[Begin PASSAGE TO READ]
When aggitation arises again, mind moving for something, breathe, just observe-- but not catch. It is observing like a butterfly net but the net is gone and there is just a "hoop" of attention. One can fall asleep here in insincerity. One can tense up and not exist in this place with "wanting, yearning". 

Now is the time to know that the one useful wanting (a sutta Daniel quotes from AN, I think), that wanting for whatever this nibbana thingy is, this is the time to take that wanting and just disperse it like manure to fuel: basic wakefulness (jhanas 1-3) and sincere attention-- a butterfuly hoop catching nothing, but able to watch. 

Drop all cellular tensions. Sink all energy of the body like arms of the clock at 6:30. Attention watches aggitations of mind like we may watch a dog chasing in its sleep: mind-chasing-something/aggitation will settle down into a deep relaxation, arms of a clock dropped; attention will let go of the notions of phenomon-heirarchy, see them. Attention and knowing will help the mind drop the tension of chasing/wanting something.
[End PASSAGE TO READ]
[Begin DATA]
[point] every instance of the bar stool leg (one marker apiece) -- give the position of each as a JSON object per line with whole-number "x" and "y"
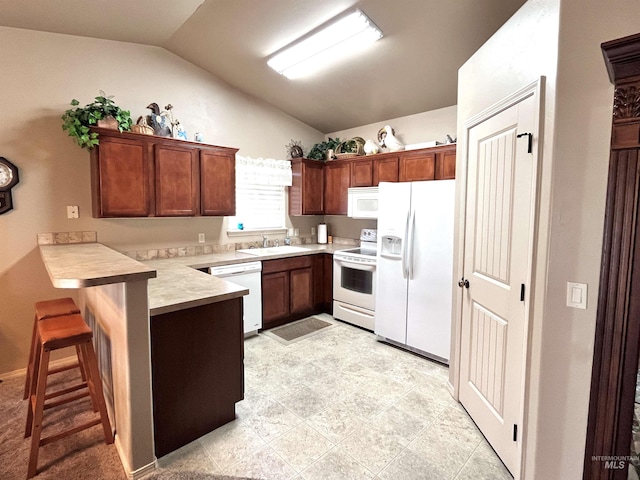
[End DATA]
- [TASK TO COMPLETE]: From the meditation passage above, list every comparison introduced with the word "like".

- [WORKED SOLUTION]:
- like a butterfly net
- like manure to fuel
- like arms of the clock at 6:30
- like we may watch a dog chasing in its sleep